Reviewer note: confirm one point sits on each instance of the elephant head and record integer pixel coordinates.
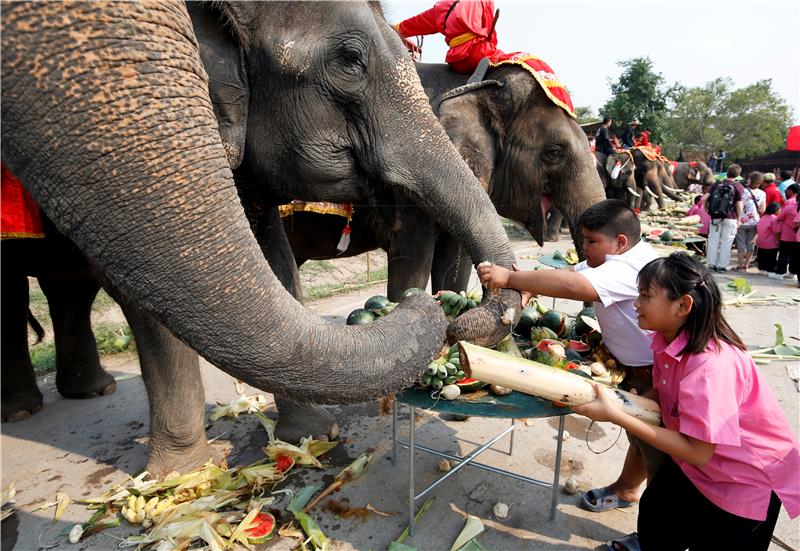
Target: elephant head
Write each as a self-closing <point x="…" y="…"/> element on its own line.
<point x="528" y="153"/>
<point x="107" y="121"/>
<point x="319" y="101"/>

** PROBLEM TO WORK ON **
Reproduce, exactly and with nothing added, the lines from the one that includes "Write each as" through the last line of the material.

** EXERCISE RESPONSE **
Write each as a self-closing <point x="…" y="…"/> element on its own line.
<point x="528" y="153"/>
<point x="107" y="121"/>
<point x="319" y="101"/>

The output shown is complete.